--- Start of Data for this task ---

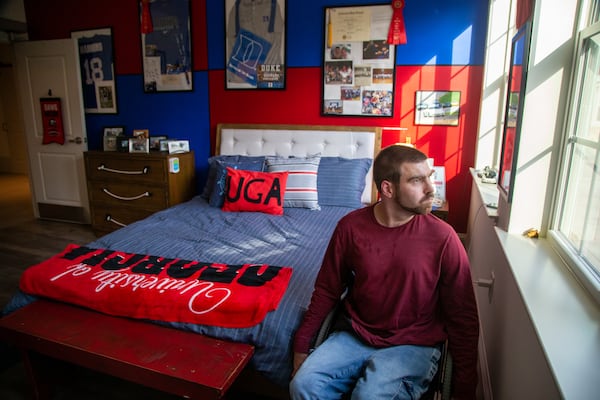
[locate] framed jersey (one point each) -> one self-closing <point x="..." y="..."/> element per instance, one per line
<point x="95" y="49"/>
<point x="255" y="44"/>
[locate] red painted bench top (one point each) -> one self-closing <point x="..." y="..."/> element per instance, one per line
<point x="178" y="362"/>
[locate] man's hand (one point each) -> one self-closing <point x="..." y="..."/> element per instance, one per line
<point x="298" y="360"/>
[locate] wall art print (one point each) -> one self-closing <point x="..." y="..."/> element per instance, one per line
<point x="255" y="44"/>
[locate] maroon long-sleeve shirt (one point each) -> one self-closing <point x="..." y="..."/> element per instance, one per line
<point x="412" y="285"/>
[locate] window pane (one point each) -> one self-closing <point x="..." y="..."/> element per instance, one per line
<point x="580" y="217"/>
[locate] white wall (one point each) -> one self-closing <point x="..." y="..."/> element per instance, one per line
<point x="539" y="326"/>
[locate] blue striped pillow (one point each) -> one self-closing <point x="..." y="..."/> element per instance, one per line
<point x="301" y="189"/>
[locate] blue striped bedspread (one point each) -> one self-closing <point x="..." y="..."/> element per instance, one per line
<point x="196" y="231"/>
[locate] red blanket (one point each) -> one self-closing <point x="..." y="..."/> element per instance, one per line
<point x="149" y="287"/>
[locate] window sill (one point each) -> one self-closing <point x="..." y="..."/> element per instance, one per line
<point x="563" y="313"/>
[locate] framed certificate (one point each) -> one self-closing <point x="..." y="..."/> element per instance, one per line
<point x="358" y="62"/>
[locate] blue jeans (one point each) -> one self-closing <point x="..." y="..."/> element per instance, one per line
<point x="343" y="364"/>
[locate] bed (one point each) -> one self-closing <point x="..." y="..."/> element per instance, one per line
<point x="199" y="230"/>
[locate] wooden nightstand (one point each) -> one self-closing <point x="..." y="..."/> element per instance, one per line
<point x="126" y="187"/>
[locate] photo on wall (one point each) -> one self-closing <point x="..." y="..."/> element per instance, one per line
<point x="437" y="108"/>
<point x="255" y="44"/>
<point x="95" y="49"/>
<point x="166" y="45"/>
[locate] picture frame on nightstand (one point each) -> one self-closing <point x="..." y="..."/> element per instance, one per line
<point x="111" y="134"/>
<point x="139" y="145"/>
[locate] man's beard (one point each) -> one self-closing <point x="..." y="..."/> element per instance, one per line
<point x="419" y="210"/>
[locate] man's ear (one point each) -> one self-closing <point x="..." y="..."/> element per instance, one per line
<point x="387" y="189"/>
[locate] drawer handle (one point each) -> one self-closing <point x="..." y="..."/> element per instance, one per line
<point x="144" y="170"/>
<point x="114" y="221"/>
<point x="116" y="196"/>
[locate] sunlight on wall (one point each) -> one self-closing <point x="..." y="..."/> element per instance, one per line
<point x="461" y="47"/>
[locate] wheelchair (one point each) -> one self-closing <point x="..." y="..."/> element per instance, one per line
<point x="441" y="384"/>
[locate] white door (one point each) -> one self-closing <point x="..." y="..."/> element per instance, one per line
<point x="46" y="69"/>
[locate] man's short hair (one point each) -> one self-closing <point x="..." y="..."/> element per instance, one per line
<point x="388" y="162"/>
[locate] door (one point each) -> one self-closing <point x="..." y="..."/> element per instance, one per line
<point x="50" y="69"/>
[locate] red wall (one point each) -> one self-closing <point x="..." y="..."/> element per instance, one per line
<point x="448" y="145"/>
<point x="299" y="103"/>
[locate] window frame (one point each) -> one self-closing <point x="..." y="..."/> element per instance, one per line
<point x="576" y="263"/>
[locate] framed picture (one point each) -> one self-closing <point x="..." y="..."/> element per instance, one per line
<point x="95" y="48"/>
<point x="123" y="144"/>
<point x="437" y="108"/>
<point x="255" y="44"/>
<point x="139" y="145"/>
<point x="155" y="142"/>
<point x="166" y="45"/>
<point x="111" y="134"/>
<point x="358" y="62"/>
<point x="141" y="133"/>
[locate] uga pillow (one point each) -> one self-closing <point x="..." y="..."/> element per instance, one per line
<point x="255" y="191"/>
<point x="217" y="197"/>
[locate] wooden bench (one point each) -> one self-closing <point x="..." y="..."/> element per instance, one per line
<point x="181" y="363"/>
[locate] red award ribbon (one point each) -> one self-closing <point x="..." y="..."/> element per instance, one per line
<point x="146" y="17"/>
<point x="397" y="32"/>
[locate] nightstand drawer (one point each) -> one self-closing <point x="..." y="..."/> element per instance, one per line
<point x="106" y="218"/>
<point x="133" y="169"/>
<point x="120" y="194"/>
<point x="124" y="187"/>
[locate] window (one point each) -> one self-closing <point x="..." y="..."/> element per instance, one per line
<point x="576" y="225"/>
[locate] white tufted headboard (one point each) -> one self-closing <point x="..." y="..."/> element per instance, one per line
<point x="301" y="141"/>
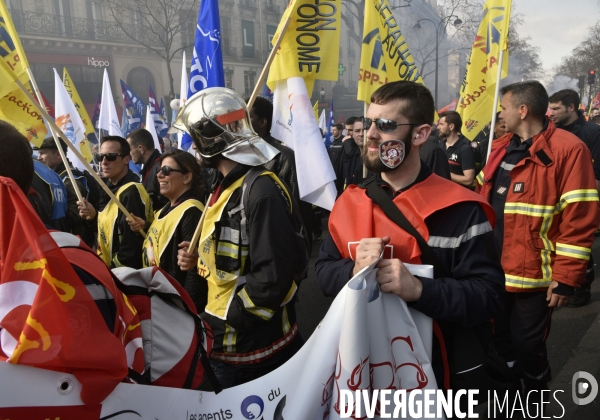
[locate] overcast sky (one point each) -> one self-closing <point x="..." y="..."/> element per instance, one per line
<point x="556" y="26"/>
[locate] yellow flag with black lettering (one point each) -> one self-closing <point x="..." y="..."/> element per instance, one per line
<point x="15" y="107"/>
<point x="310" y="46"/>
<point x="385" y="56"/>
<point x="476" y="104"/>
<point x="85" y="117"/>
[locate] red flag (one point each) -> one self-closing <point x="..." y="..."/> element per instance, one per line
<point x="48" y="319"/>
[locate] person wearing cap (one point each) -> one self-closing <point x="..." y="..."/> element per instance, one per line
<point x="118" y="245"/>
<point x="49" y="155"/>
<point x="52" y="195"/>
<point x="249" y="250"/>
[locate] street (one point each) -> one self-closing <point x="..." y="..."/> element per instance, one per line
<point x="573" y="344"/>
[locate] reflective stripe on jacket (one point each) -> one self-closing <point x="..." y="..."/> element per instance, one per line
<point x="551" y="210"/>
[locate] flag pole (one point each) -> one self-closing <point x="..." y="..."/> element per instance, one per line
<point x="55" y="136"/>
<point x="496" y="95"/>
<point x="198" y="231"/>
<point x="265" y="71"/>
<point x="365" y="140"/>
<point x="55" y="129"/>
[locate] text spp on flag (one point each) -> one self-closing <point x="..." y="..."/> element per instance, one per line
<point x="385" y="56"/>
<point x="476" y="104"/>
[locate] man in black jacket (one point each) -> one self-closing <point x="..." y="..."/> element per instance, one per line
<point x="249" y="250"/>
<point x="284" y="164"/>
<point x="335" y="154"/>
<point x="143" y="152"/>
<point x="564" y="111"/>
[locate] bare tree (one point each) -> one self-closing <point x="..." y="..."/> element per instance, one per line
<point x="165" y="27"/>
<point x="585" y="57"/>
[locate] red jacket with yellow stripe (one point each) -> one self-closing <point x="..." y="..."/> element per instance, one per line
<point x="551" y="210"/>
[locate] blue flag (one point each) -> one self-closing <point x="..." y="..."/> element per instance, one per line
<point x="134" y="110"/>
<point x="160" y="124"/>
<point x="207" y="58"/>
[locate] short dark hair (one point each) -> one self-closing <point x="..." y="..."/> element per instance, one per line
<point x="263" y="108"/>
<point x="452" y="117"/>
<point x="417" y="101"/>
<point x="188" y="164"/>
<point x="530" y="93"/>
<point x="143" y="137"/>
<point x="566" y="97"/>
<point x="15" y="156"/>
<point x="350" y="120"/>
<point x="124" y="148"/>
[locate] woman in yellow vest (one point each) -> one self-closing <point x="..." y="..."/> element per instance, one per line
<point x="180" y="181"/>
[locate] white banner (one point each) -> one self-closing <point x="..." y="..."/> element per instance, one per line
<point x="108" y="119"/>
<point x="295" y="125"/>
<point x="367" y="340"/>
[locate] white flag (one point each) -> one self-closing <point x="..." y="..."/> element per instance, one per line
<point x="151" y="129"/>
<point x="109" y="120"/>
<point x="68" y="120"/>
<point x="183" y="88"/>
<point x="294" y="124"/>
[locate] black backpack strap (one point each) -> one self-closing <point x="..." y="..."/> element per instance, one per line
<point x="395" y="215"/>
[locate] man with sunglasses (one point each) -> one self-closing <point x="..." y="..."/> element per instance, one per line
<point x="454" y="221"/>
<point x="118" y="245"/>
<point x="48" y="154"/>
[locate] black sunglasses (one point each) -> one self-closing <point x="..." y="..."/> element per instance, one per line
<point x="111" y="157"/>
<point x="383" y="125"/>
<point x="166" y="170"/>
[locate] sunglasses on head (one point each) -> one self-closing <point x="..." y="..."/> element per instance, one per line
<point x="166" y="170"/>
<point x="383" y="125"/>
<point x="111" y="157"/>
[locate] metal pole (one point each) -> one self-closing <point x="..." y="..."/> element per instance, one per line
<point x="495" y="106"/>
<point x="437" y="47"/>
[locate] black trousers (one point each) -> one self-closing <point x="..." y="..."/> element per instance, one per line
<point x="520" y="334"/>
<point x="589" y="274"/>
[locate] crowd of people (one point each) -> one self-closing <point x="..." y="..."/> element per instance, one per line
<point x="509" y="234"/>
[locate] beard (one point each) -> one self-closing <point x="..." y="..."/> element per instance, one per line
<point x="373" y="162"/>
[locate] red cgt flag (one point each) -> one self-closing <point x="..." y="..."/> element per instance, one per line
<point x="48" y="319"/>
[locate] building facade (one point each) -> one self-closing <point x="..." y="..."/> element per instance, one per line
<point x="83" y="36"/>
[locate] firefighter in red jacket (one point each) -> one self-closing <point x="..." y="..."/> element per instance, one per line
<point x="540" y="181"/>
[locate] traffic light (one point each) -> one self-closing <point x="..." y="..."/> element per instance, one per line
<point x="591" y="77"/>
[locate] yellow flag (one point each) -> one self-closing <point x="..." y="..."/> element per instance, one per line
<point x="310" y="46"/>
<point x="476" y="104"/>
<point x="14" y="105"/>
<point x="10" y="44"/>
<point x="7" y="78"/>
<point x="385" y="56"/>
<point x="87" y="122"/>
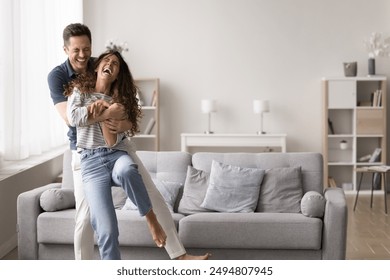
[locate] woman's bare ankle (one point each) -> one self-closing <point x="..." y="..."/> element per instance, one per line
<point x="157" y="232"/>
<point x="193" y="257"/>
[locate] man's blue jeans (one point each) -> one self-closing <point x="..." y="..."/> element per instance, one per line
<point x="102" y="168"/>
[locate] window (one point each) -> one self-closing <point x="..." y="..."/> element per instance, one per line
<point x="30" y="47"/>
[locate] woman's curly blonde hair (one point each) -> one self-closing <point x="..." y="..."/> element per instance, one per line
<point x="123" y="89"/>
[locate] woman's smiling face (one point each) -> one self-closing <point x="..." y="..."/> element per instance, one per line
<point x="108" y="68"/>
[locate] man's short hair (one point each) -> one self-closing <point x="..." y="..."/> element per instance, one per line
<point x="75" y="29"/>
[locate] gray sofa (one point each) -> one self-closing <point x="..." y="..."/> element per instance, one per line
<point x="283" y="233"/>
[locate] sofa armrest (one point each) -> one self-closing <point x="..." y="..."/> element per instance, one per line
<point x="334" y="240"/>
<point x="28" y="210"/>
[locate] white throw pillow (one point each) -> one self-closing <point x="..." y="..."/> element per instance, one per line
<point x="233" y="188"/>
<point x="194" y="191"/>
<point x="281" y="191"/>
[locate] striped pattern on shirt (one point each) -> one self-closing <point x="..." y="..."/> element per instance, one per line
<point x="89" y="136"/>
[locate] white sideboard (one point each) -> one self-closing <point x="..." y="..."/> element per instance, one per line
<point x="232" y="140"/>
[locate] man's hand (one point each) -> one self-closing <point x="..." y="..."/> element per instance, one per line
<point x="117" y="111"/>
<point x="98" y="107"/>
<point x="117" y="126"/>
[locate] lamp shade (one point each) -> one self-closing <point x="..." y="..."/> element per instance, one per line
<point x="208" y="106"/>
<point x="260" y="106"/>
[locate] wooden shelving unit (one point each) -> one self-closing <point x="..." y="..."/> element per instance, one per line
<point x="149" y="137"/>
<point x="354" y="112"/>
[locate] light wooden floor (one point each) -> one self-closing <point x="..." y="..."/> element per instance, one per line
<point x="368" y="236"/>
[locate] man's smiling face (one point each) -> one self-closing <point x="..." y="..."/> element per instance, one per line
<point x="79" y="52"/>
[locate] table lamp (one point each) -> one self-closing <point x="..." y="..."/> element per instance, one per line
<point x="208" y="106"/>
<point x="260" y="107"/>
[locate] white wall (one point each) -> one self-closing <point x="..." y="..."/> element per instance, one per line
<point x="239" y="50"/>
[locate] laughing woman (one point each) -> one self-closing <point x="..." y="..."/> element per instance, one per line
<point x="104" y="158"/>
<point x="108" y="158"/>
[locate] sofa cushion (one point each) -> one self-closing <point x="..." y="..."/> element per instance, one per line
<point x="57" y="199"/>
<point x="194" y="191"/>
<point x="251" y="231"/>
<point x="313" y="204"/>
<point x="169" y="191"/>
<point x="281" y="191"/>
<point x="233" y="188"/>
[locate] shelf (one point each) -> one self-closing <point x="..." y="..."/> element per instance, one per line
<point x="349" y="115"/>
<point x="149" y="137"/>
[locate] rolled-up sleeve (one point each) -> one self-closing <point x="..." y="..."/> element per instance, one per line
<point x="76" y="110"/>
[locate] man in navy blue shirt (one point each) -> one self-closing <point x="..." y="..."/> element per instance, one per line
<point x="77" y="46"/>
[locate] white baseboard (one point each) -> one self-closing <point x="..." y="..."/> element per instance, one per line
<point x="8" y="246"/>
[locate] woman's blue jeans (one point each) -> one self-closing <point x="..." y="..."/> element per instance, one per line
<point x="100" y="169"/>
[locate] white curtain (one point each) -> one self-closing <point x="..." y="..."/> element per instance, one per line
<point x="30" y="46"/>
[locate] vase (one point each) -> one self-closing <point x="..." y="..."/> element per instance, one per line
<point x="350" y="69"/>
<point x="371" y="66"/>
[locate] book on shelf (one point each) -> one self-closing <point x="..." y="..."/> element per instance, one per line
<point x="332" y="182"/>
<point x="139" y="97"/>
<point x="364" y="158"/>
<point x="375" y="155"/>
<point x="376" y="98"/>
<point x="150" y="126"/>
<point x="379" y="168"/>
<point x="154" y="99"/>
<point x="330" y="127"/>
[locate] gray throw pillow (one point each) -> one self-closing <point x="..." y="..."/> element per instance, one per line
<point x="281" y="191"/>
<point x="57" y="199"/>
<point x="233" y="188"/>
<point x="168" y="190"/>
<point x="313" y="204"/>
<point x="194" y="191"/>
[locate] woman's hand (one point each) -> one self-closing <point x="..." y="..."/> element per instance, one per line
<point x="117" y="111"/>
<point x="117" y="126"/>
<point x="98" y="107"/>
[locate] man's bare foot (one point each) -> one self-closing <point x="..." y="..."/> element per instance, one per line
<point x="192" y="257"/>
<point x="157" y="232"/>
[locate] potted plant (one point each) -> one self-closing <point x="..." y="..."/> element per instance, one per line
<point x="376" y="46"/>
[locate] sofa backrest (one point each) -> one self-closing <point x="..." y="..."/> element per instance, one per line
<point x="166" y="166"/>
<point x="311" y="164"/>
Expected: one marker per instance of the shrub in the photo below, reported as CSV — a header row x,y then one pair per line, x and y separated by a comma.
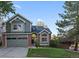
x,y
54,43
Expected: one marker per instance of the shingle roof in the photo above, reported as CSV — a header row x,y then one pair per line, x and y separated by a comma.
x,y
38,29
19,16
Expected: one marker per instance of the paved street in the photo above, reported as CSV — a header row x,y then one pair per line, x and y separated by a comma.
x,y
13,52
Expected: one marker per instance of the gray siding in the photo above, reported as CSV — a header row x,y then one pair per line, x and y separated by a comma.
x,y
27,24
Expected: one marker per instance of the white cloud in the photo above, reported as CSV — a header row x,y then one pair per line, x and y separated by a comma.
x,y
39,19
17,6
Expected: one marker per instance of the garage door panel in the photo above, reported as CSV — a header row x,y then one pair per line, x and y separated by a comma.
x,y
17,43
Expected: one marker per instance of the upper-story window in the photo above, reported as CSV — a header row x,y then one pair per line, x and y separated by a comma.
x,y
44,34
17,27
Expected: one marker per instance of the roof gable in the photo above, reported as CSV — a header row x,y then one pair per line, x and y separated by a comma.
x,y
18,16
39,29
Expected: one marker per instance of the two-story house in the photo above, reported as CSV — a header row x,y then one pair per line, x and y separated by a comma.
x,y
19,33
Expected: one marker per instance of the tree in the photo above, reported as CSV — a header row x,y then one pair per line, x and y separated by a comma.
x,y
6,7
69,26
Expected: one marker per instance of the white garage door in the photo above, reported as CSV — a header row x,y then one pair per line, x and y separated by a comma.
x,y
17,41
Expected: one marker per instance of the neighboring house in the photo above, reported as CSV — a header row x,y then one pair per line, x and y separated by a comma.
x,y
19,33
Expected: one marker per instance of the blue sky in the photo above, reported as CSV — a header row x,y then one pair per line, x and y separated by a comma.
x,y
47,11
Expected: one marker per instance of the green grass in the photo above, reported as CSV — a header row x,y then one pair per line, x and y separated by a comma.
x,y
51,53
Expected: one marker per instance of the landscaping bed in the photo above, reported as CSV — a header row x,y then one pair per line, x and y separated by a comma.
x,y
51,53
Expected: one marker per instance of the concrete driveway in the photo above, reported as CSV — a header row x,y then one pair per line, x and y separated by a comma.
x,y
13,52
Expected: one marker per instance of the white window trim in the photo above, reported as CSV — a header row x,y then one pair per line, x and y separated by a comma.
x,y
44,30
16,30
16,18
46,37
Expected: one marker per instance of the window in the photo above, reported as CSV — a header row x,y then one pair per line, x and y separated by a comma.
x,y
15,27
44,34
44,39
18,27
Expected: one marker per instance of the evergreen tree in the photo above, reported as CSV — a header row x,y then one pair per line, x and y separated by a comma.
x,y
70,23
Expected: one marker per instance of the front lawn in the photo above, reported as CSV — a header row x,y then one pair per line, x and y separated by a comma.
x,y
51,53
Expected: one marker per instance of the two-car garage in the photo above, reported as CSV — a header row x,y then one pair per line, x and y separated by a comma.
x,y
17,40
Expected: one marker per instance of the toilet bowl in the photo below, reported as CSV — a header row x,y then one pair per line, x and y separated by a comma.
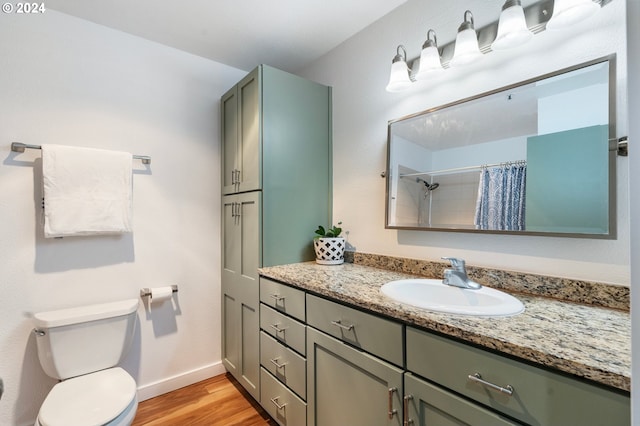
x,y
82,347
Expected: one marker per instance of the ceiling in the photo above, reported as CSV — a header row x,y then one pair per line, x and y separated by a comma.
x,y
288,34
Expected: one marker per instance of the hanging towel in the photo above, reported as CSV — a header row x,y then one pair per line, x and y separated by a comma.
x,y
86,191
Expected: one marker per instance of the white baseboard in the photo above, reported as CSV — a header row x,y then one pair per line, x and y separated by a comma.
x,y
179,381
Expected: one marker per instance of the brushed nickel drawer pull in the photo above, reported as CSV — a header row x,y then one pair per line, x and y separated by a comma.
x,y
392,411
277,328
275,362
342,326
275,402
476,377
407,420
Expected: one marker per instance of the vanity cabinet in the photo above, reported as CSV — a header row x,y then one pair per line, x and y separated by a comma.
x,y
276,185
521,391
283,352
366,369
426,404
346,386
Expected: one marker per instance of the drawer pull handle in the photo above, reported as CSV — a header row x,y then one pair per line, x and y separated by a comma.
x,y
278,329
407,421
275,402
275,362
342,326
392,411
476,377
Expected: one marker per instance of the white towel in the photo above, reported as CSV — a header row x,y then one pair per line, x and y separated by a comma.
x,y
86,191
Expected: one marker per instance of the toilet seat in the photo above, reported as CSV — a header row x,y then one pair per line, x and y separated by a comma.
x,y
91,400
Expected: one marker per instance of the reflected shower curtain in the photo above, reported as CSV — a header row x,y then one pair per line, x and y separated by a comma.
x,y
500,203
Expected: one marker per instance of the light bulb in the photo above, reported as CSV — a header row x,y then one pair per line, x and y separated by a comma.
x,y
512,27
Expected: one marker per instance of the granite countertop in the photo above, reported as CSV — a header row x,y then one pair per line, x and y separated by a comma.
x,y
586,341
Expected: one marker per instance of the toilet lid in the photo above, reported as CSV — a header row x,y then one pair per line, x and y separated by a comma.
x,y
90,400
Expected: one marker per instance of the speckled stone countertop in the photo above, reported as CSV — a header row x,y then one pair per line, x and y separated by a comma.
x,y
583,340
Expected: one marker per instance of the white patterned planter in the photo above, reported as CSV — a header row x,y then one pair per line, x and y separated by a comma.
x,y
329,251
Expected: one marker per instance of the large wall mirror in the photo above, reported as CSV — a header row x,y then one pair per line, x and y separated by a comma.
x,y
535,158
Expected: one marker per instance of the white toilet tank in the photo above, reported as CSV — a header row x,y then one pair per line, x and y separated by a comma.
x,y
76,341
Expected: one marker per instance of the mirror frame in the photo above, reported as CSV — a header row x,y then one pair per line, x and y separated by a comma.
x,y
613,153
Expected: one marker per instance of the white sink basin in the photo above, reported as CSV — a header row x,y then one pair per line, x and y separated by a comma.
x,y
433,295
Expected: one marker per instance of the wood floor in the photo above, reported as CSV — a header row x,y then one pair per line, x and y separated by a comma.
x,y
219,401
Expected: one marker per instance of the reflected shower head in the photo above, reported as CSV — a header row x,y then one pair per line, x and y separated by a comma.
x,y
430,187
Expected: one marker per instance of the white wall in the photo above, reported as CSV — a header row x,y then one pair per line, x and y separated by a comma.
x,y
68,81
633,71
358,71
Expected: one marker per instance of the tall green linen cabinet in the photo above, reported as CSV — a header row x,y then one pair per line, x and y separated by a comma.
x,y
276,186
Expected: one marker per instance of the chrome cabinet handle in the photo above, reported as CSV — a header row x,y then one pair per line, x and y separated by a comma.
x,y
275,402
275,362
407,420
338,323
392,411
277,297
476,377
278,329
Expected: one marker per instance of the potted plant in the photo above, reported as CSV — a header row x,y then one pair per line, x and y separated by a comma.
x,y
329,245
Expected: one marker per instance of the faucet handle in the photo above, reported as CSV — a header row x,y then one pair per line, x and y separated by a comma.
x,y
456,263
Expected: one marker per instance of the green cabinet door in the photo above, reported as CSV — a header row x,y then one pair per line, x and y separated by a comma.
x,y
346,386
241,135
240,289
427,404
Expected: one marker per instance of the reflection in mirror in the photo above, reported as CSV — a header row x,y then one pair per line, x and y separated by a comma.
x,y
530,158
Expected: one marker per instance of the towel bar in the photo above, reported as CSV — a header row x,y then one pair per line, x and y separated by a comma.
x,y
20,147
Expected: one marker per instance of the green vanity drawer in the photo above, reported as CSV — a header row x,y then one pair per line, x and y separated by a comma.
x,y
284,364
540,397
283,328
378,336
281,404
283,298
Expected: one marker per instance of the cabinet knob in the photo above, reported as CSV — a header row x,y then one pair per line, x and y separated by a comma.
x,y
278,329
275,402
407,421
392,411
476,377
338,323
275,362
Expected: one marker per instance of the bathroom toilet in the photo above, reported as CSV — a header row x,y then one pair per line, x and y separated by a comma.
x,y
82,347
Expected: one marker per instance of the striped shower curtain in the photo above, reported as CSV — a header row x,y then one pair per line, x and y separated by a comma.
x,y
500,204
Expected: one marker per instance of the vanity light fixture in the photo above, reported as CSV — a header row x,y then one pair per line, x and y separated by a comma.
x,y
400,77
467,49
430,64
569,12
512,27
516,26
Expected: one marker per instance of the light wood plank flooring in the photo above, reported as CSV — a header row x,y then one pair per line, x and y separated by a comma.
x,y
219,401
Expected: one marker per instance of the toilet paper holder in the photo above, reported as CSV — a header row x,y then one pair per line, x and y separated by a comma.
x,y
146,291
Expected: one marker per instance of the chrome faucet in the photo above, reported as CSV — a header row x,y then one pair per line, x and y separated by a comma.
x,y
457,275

--- End of Data for this task ---

What to work on
Beginning at the line containing "Expected: one marker per instance of the vanity light", repeat each line exactly through the last line of the entries, and include no other lines.

Solution for this task
Expected: one marker per instance of the vanity light fixture in the photo above, reported as CSV — a header row x,y then one pair per line, x and y separated by a comma.
x,y
400,77
467,49
430,64
569,12
512,27
516,26
Expected: one marker per instance of the light wood plank flooring in the photo above, reported as CSV — a header row x,y then one pair per line, x and y separated by a comma.
x,y
219,401
Expected: one marker per instance of the toilet paper holder in the photo above, reported as CSV — a header row x,y then one pair per line, x and y separated by a comma.
x,y
146,291
Expected: one marker per instance of the chrome faucet in the photo above, reported as CSV — a header row x,y then one pair per line, x and y separated by a comma.
x,y
457,275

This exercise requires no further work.